How many lines in the data below contain the string "background"? Reply with the number alone.
# start of Records to process
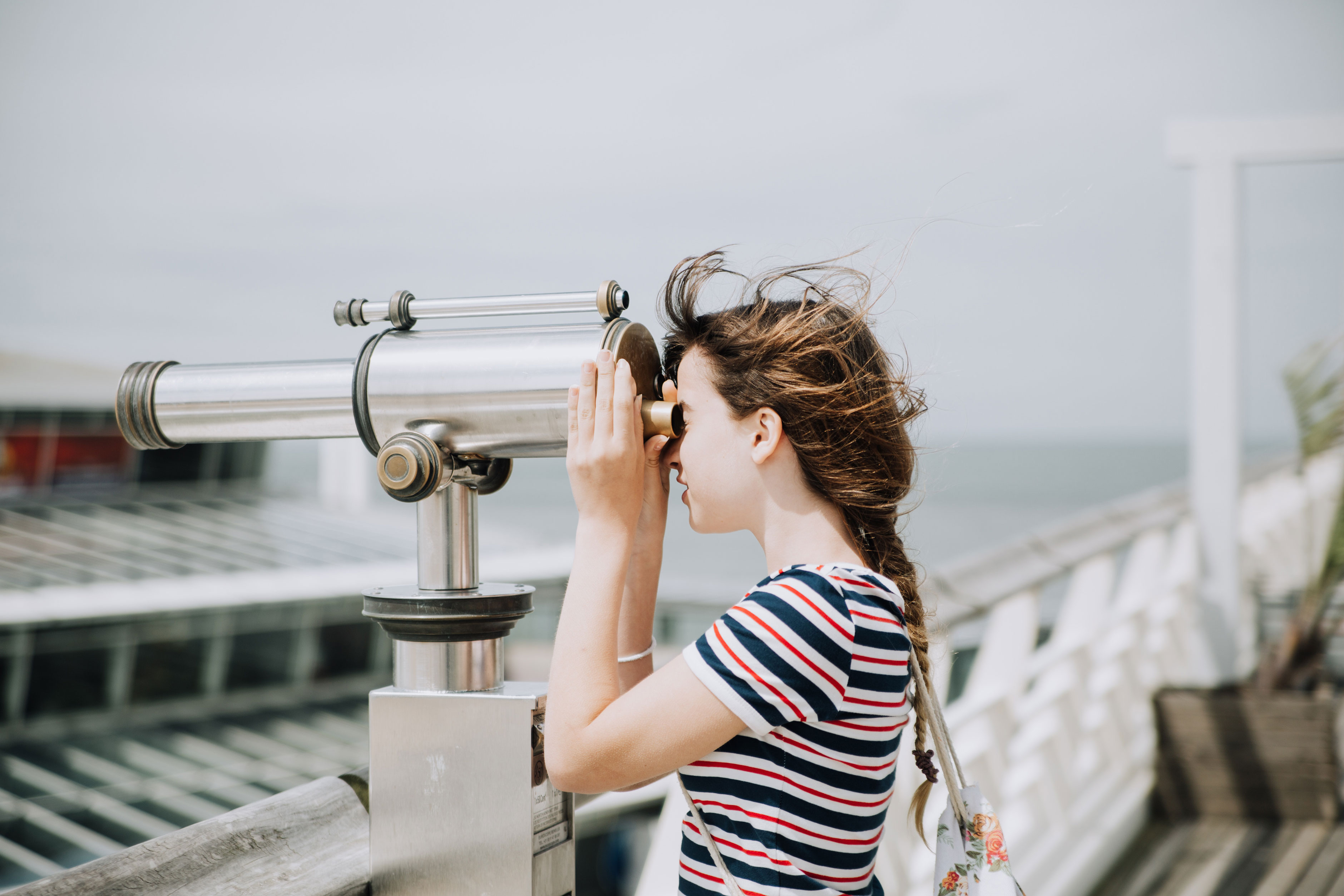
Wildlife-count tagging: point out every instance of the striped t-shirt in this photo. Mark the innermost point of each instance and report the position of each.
(814, 662)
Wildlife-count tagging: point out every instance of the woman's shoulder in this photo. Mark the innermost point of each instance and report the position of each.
(840, 585)
(847, 578)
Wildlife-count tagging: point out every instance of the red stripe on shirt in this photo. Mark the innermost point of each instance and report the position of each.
(737, 847)
(717, 880)
(749, 671)
(803, 746)
(869, 616)
(775, 820)
(823, 613)
(790, 645)
(702, 763)
(877, 703)
(851, 724)
(886, 663)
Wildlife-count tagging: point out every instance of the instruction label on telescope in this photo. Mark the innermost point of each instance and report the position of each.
(550, 837)
(548, 802)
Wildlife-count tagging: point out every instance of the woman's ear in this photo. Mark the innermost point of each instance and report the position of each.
(767, 434)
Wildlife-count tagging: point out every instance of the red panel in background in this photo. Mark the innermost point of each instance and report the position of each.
(92, 459)
(26, 461)
(19, 462)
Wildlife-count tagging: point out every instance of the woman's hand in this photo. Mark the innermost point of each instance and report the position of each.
(605, 455)
(654, 512)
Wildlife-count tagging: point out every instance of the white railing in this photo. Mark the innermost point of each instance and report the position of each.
(1061, 737)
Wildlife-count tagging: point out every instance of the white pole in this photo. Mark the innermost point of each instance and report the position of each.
(1215, 437)
(1217, 150)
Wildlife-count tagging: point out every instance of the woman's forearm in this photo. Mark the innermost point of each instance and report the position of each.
(635, 632)
(584, 668)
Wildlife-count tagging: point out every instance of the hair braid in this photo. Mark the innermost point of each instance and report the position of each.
(846, 409)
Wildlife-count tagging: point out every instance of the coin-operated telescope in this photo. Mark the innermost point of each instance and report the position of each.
(460, 802)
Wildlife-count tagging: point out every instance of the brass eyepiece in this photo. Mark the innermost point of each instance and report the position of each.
(409, 467)
(661, 418)
(612, 300)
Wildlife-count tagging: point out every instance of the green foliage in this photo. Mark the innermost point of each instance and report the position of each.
(1315, 382)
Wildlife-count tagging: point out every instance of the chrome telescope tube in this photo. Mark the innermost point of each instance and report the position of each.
(163, 405)
(483, 393)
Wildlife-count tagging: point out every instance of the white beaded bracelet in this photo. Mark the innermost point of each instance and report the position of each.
(640, 655)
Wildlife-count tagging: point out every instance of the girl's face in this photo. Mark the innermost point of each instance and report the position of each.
(713, 459)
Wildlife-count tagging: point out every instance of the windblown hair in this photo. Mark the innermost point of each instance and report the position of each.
(846, 409)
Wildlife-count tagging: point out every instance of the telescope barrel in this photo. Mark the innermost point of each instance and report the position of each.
(498, 393)
(479, 393)
(167, 405)
(404, 310)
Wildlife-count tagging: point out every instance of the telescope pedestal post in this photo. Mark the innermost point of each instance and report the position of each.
(460, 802)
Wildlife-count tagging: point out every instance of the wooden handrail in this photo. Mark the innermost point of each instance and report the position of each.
(307, 841)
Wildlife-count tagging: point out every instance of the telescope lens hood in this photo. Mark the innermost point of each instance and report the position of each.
(136, 406)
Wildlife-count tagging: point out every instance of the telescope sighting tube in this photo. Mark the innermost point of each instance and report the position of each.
(404, 310)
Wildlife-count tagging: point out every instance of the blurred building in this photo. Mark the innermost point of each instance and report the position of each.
(58, 434)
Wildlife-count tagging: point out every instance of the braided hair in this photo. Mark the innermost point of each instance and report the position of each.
(846, 409)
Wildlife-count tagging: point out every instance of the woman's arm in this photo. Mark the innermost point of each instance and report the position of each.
(635, 632)
(599, 739)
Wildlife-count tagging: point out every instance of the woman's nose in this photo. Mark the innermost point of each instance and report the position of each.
(674, 455)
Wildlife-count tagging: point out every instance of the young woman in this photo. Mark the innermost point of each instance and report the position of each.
(785, 718)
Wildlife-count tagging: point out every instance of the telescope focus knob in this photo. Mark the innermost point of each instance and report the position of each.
(410, 467)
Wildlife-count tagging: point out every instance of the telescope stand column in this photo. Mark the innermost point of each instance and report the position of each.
(447, 546)
(460, 802)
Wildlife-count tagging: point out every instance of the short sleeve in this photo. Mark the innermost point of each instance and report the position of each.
(780, 655)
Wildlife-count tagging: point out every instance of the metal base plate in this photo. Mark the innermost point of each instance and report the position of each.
(406, 613)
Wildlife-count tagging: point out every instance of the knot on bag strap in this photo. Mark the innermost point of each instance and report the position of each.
(924, 762)
(943, 745)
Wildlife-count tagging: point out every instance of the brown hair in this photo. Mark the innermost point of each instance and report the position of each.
(846, 409)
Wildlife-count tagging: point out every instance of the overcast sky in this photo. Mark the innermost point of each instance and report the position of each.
(201, 182)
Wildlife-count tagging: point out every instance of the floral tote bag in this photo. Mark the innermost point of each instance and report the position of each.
(972, 860)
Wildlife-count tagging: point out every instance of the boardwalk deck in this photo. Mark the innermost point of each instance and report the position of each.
(1226, 857)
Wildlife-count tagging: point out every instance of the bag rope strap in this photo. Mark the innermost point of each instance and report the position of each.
(943, 745)
(709, 840)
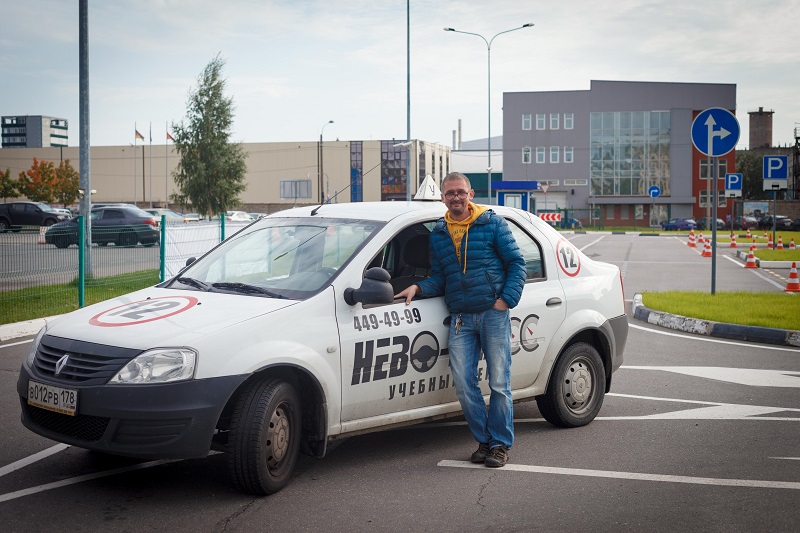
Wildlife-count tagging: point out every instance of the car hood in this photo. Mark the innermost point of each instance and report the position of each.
(156, 317)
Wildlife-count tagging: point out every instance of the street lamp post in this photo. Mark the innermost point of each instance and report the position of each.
(489, 92)
(320, 165)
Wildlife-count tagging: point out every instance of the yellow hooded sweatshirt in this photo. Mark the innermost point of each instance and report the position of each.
(458, 229)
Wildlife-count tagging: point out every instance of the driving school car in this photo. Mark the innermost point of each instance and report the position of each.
(286, 337)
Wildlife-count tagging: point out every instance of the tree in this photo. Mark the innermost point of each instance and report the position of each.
(38, 182)
(8, 187)
(211, 170)
(67, 183)
(748, 164)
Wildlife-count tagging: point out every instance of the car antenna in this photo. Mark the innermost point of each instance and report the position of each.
(314, 211)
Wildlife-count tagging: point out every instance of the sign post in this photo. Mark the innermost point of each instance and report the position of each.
(715, 132)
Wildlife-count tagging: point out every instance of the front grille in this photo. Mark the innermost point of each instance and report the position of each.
(88, 363)
(84, 427)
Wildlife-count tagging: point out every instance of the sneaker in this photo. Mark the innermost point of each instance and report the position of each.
(498, 456)
(480, 454)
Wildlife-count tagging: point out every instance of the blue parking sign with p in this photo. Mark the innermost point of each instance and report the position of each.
(776, 167)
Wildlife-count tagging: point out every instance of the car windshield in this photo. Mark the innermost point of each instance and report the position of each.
(279, 257)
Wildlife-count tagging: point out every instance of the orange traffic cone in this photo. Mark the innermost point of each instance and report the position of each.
(751, 260)
(691, 242)
(793, 284)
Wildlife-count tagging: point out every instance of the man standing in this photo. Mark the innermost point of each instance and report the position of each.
(479, 268)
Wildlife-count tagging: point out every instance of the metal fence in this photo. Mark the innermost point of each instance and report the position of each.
(39, 279)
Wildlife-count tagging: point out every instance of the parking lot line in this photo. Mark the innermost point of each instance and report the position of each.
(633, 476)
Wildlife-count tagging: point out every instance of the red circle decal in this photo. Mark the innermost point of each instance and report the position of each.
(143, 311)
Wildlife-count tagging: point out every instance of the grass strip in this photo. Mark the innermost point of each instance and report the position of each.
(49, 300)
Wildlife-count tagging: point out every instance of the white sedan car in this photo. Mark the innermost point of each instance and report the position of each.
(286, 337)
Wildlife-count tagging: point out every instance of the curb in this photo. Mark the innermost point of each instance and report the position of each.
(708, 328)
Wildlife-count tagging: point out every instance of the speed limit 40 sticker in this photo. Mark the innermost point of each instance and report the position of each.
(568, 258)
(143, 311)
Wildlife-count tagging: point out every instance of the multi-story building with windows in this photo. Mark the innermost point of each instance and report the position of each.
(34, 131)
(600, 151)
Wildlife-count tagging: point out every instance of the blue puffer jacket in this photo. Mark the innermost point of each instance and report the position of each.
(495, 266)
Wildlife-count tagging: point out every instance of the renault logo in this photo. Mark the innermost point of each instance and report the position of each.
(61, 363)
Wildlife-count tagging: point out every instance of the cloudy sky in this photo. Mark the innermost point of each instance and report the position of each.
(293, 65)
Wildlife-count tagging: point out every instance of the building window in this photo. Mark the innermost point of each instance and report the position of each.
(706, 166)
(629, 151)
(526, 155)
(292, 189)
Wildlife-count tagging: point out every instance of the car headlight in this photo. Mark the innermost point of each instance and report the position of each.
(161, 365)
(35, 346)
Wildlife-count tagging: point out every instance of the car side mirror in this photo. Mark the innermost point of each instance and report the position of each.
(375, 289)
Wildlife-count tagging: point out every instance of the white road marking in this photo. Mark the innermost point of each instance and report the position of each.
(719, 341)
(32, 459)
(634, 476)
(79, 479)
(740, 376)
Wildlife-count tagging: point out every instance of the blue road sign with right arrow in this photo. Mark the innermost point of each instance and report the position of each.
(715, 132)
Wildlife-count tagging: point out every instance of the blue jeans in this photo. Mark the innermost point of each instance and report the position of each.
(488, 331)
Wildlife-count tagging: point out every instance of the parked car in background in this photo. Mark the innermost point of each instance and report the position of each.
(14, 215)
(781, 222)
(705, 223)
(745, 222)
(171, 215)
(122, 225)
(679, 224)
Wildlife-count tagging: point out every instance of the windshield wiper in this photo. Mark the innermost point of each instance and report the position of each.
(248, 289)
(196, 283)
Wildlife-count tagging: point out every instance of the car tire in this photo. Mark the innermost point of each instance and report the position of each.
(264, 438)
(126, 238)
(576, 389)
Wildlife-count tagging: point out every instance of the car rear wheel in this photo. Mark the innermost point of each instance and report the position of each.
(264, 437)
(576, 388)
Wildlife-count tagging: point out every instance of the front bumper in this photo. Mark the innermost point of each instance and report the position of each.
(164, 421)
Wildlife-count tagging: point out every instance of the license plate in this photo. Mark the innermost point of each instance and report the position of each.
(64, 401)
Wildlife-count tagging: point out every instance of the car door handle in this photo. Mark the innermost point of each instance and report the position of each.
(552, 302)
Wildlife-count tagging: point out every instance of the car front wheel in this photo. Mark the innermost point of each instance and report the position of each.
(576, 388)
(264, 437)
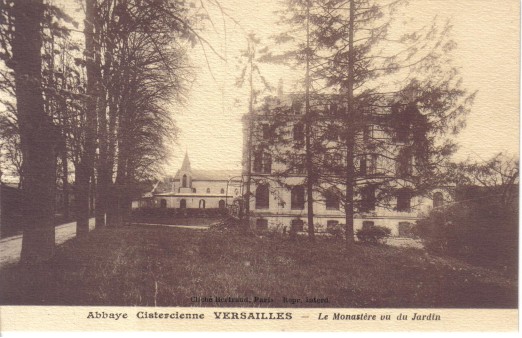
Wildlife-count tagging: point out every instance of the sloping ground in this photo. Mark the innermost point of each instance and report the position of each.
(173, 267)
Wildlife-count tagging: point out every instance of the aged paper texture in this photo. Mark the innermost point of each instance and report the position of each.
(279, 165)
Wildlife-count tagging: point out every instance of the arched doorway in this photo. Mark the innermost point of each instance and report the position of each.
(438, 200)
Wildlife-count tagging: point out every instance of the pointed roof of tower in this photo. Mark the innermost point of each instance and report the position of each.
(186, 163)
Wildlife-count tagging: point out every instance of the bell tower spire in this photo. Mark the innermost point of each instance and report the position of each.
(186, 163)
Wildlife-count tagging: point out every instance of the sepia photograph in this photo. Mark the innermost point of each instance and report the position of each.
(276, 161)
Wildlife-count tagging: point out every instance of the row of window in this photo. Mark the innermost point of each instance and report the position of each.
(184, 184)
(368, 164)
(183, 204)
(368, 198)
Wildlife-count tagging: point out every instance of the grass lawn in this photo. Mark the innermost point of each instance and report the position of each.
(153, 265)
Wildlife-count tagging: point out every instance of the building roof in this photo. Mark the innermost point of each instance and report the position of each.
(212, 175)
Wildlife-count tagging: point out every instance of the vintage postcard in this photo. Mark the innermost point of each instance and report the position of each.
(278, 165)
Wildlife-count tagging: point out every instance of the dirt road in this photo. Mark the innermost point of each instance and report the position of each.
(11, 247)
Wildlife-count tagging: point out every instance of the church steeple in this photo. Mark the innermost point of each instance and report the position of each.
(185, 179)
(186, 163)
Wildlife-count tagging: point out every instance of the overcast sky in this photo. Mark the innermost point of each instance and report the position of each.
(487, 34)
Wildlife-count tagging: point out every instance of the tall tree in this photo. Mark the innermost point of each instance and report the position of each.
(249, 71)
(298, 17)
(38, 135)
(403, 100)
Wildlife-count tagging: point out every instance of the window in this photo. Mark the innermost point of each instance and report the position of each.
(367, 133)
(262, 197)
(331, 224)
(261, 224)
(266, 131)
(298, 132)
(404, 163)
(372, 168)
(297, 197)
(297, 166)
(333, 109)
(262, 163)
(404, 200)
(297, 225)
(438, 200)
(367, 198)
(333, 163)
(258, 162)
(267, 164)
(331, 199)
(368, 224)
(362, 166)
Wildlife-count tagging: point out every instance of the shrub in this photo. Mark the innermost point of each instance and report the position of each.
(373, 234)
(336, 231)
(482, 232)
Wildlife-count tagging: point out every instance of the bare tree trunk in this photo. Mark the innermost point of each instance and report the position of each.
(308, 134)
(249, 147)
(38, 135)
(65, 181)
(103, 169)
(83, 172)
(350, 137)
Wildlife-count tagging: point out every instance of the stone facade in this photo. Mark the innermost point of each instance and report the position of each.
(194, 189)
(278, 201)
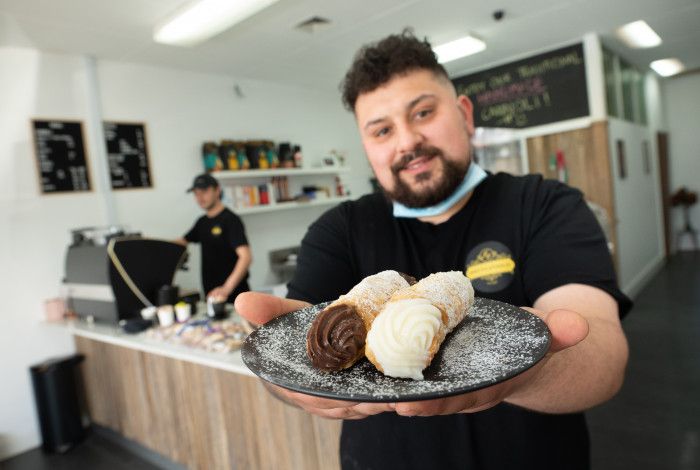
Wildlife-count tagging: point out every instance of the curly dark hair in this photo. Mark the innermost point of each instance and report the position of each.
(377, 63)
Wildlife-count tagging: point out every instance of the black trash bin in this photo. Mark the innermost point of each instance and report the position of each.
(58, 404)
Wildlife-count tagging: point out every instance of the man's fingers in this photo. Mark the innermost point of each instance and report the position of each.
(568, 328)
(260, 308)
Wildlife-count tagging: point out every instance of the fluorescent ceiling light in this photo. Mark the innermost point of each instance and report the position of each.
(667, 67)
(638, 35)
(198, 21)
(459, 48)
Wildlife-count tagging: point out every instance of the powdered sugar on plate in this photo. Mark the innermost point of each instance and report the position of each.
(495, 342)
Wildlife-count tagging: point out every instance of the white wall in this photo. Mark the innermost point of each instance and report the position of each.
(181, 109)
(637, 205)
(34, 230)
(682, 98)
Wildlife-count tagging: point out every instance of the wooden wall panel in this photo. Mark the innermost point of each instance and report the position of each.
(199, 416)
(586, 152)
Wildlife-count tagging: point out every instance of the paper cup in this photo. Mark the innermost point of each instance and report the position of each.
(148, 313)
(166, 316)
(183, 312)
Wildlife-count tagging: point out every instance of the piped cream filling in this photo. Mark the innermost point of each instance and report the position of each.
(401, 336)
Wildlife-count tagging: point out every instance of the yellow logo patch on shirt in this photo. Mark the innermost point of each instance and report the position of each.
(490, 266)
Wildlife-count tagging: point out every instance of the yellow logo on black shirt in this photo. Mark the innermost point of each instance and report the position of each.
(490, 266)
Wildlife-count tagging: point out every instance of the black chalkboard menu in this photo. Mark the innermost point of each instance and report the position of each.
(545, 88)
(60, 155)
(127, 154)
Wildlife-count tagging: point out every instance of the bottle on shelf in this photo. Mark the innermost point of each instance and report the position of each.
(298, 157)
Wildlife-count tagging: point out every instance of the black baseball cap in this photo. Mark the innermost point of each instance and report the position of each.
(203, 181)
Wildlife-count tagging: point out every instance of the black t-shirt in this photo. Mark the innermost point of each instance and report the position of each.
(517, 238)
(219, 237)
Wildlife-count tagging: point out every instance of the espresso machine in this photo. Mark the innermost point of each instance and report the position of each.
(110, 275)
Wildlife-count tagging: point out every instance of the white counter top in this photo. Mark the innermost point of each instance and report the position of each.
(114, 335)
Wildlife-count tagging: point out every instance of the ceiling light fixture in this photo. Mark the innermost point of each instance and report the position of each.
(667, 67)
(638, 35)
(459, 48)
(196, 22)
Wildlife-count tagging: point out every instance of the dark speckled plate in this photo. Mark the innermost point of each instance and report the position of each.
(495, 342)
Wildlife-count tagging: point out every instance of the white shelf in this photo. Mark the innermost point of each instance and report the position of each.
(247, 174)
(281, 206)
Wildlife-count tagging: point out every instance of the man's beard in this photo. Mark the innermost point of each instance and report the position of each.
(444, 185)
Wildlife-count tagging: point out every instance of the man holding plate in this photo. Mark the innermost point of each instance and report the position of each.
(521, 240)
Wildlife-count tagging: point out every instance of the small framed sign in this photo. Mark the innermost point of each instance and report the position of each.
(127, 154)
(61, 159)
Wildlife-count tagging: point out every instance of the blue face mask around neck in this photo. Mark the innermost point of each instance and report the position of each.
(475, 175)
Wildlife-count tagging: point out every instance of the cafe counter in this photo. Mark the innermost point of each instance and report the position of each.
(202, 409)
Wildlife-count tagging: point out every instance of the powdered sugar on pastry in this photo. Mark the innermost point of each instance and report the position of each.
(402, 335)
(408, 332)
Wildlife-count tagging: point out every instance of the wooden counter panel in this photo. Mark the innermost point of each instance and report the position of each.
(199, 416)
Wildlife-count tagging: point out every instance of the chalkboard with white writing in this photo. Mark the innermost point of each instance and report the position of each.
(60, 155)
(545, 88)
(127, 154)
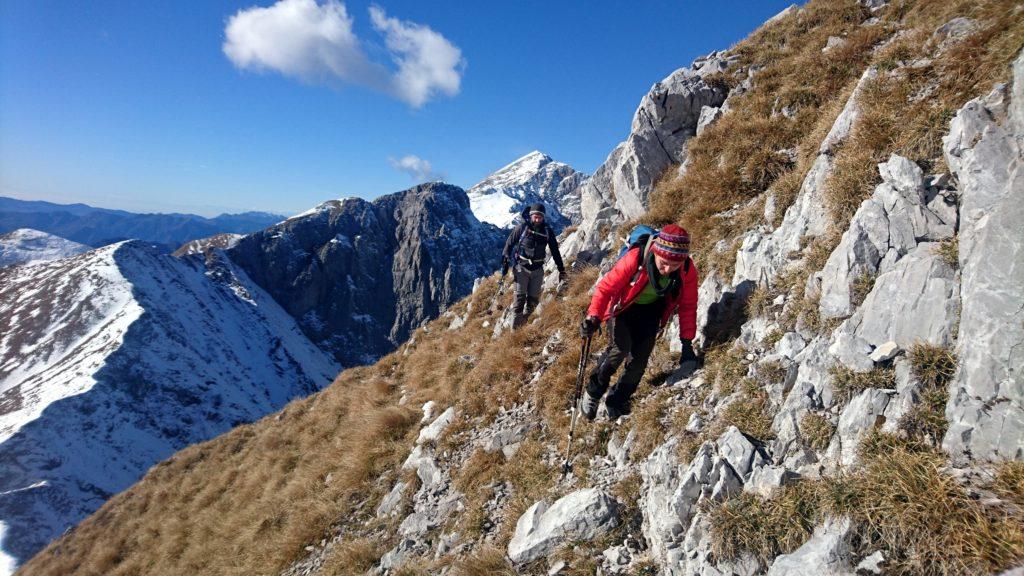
# end of Records to process
» **Task answer**
2